### Problems to work on
• 1. In the letter, rewrite the section between "Re:   Thrive" and "thereafter as practicable.", inclusive, changing "Wednesday" to "Thursday".
• 2. According to the letter, when should the registration statement become effective?

### Source passage
-- Start --

CORRESP 1 filename1.htm

 

October 18, 2021

 

VIA EDGAR

 

Timothy (T.J.) Collins

Division of Corporation Finance

U.S. Securities and Exchange Commission

Division of Corporation Finance

100 F Street, NE

Washington, D.C. 20549

 

Attn: Timothy (T.J.) Collins

 

Re:   Thrive Acquisition Corporation
    Registration Statement on Form S-1
    Filed September 24, 2021, as amended
    File No. 333- 259418

 

Dear Mr. Collins:

 

Pursuant to Rule 461 of the General Rules and Regulations under the Securities Act of 1933, as amended (the “Act”), the undersigned, for themselves and the other underwriters, hereby join in the request of Thrive Acquisition Corporation that the effective date of the above-referenced registration statement be accelerated so as to permit it to become effective at 4:00 p.m. Eastern time on Wednesday, October 20, 2021, or as soon thereafter as practicable.

-- End --

### Listing

-- Start --

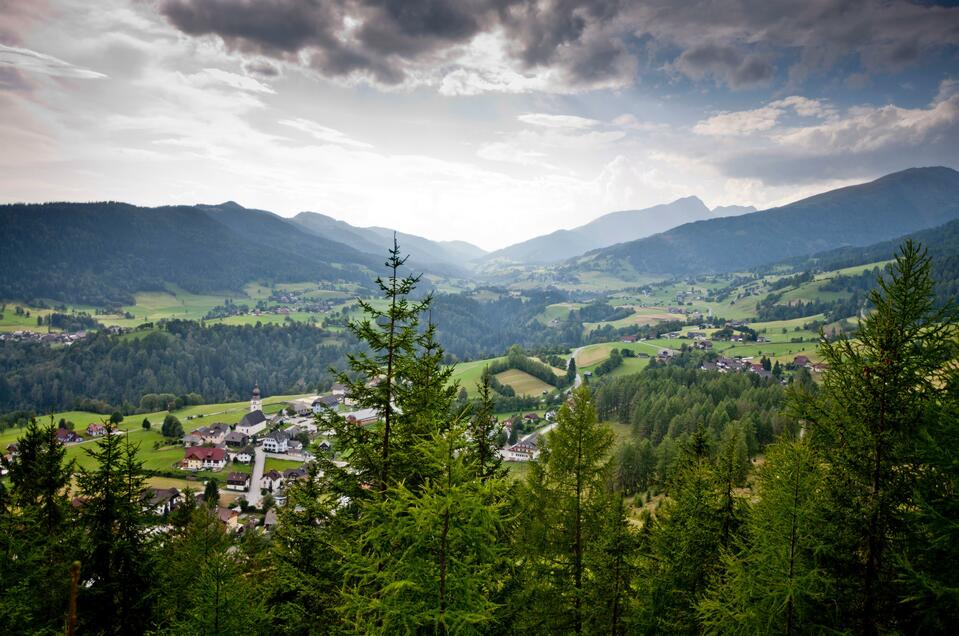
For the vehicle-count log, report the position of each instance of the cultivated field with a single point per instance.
(523, 383)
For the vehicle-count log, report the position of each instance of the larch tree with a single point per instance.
(567, 493)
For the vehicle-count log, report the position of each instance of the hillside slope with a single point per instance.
(889, 207)
(608, 229)
(376, 240)
(101, 253)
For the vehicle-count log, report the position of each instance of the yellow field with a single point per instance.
(522, 382)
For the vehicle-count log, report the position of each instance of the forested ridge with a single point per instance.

-- End --

### Exercise responses
• 1.
Re:   Thrive Acquisition Corporation
    Registration Statement on Form S-1
    Filed September 24, 2021, as amended
    File No. 333- 259418

 

Dear Mr. Collins:

 

Pursuant to Rule 461 of the General Rules and Regulations under the Securities Act of 1933, as amended (the “Act”), the undersigned, for themselves and the other underwriters, hereby join in the request of Thrive Acquisition Corporation that the effective date of the above-referenced registration statement be accelerated so as to permit it to become effective at 4:00 p.m. Eastern time on Thursday, October 20, 2021, or as soon thereafter as practicable.

• 2. At 4:00 p.m. Eastern time on Wednesday, October 20, 2021, or as soon thereafter as practicable.